═════ Stored data ═════

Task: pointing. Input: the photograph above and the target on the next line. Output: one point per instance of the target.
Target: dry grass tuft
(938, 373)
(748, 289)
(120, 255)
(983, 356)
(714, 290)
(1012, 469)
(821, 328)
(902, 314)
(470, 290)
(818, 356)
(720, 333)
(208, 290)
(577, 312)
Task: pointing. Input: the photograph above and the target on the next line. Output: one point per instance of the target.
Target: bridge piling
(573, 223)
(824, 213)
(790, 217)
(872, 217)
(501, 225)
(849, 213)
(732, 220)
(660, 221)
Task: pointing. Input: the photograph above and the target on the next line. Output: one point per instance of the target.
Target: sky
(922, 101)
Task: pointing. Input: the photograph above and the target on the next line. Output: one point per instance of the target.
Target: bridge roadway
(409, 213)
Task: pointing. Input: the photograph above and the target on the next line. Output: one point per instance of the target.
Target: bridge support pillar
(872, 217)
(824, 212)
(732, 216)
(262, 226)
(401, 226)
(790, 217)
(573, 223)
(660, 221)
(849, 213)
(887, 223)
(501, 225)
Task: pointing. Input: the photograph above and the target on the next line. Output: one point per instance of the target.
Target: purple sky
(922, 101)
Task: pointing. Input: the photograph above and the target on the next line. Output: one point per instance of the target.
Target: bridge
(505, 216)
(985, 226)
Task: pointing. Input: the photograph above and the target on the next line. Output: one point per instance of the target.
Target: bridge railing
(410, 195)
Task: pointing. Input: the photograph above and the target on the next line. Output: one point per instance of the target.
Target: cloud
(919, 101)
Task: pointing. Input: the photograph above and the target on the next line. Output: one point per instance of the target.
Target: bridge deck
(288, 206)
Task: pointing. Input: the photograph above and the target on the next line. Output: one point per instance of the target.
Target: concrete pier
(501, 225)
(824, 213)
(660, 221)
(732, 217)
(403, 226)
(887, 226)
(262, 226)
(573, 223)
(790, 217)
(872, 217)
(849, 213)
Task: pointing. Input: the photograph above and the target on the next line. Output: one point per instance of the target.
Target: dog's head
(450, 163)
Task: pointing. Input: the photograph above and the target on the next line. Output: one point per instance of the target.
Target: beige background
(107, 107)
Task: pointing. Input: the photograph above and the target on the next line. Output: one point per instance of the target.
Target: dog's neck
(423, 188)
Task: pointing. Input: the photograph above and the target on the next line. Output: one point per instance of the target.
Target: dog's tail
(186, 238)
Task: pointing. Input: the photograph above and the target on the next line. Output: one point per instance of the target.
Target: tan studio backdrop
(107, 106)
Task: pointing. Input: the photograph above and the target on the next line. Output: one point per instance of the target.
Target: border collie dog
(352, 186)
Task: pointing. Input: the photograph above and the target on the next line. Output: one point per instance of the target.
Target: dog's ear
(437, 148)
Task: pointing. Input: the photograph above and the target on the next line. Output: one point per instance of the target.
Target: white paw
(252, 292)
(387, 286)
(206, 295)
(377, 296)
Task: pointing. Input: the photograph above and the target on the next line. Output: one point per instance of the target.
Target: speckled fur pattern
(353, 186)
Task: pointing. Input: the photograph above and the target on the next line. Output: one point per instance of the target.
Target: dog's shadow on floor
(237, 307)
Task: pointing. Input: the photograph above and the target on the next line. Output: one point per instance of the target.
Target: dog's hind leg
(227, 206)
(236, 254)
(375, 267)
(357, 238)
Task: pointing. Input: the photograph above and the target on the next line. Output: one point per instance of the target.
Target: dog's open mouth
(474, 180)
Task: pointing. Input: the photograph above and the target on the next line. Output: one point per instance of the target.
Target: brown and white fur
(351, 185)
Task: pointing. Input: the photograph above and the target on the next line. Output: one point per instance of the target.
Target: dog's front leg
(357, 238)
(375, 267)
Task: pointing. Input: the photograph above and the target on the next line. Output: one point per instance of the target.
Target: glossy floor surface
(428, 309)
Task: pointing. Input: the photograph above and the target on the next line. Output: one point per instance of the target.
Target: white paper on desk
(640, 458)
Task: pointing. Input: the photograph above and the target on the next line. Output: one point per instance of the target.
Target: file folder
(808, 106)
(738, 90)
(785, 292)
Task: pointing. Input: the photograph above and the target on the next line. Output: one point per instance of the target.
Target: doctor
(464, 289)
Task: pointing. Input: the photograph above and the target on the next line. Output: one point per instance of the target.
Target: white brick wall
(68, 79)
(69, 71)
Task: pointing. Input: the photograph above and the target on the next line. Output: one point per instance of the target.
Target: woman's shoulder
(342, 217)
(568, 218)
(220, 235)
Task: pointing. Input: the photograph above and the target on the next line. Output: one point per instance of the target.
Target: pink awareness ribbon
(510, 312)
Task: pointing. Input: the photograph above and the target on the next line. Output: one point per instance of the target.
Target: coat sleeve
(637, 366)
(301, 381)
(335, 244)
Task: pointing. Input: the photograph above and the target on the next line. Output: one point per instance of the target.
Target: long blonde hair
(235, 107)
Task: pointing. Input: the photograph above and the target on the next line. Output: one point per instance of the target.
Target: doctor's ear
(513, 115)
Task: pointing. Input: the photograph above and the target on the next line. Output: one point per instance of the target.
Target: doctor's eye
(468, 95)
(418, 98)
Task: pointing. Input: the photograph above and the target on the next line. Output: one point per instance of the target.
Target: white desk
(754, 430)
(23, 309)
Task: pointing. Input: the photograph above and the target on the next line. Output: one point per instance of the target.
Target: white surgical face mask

═════

**What this task involves**: Show each line of the data above that contains the word "white".

**Final result**:
Target: white paw
Target: brown and white fur
Target: white paper on desk
Target: white brick wall
Target: white desk
Target: white surgical face mask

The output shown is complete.